Source records:

------------

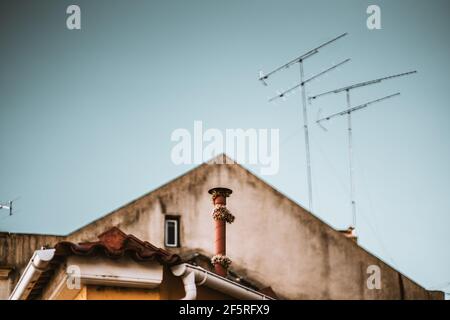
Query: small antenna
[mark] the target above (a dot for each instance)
(304, 56)
(300, 60)
(8, 206)
(282, 94)
(350, 140)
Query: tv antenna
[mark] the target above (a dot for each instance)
(348, 112)
(300, 60)
(7, 206)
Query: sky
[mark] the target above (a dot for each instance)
(86, 116)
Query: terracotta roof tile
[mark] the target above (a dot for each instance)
(115, 244)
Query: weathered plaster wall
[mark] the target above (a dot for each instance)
(273, 240)
(15, 252)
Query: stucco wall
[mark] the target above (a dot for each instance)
(273, 240)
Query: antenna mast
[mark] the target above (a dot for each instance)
(349, 111)
(300, 60)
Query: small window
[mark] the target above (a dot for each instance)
(172, 225)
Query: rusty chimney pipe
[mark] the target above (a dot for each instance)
(221, 216)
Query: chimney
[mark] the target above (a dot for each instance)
(221, 216)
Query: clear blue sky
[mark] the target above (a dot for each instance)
(86, 116)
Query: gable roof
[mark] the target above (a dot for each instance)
(115, 244)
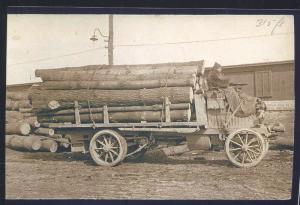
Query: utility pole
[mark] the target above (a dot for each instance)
(110, 40)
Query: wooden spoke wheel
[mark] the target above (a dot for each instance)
(267, 145)
(108, 148)
(245, 148)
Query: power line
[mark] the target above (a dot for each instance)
(55, 57)
(202, 41)
(149, 44)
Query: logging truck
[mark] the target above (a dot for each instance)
(155, 112)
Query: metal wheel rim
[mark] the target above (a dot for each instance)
(245, 148)
(107, 148)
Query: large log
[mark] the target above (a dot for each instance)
(182, 106)
(44, 131)
(17, 128)
(179, 68)
(98, 98)
(13, 116)
(49, 146)
(32, 121)
(17, 95)
(16, 105)
(94, 76)
(118, 84)
(25, 110)
(138, 116)
(30, 143)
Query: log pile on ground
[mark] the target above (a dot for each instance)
(23, 131)
(136, 93)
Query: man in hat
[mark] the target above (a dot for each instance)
(216, 79)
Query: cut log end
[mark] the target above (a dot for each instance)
(53, 105)
(49, 145)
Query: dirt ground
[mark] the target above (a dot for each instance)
(206, 175)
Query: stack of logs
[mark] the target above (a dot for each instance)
(23, 131)
(116, 94)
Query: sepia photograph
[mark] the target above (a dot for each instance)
(111, 106)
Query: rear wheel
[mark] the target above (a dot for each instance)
(108, 148)
(245, 148)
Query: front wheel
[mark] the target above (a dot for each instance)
(108, 148)
(245, 148)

------------

> **EXERCISE DETAILS**:
Find all lines holding the word "wall" in the records above and copy them.

> **ANSWER BOX**:
Query: weathered plaster wall
Query: stucco wall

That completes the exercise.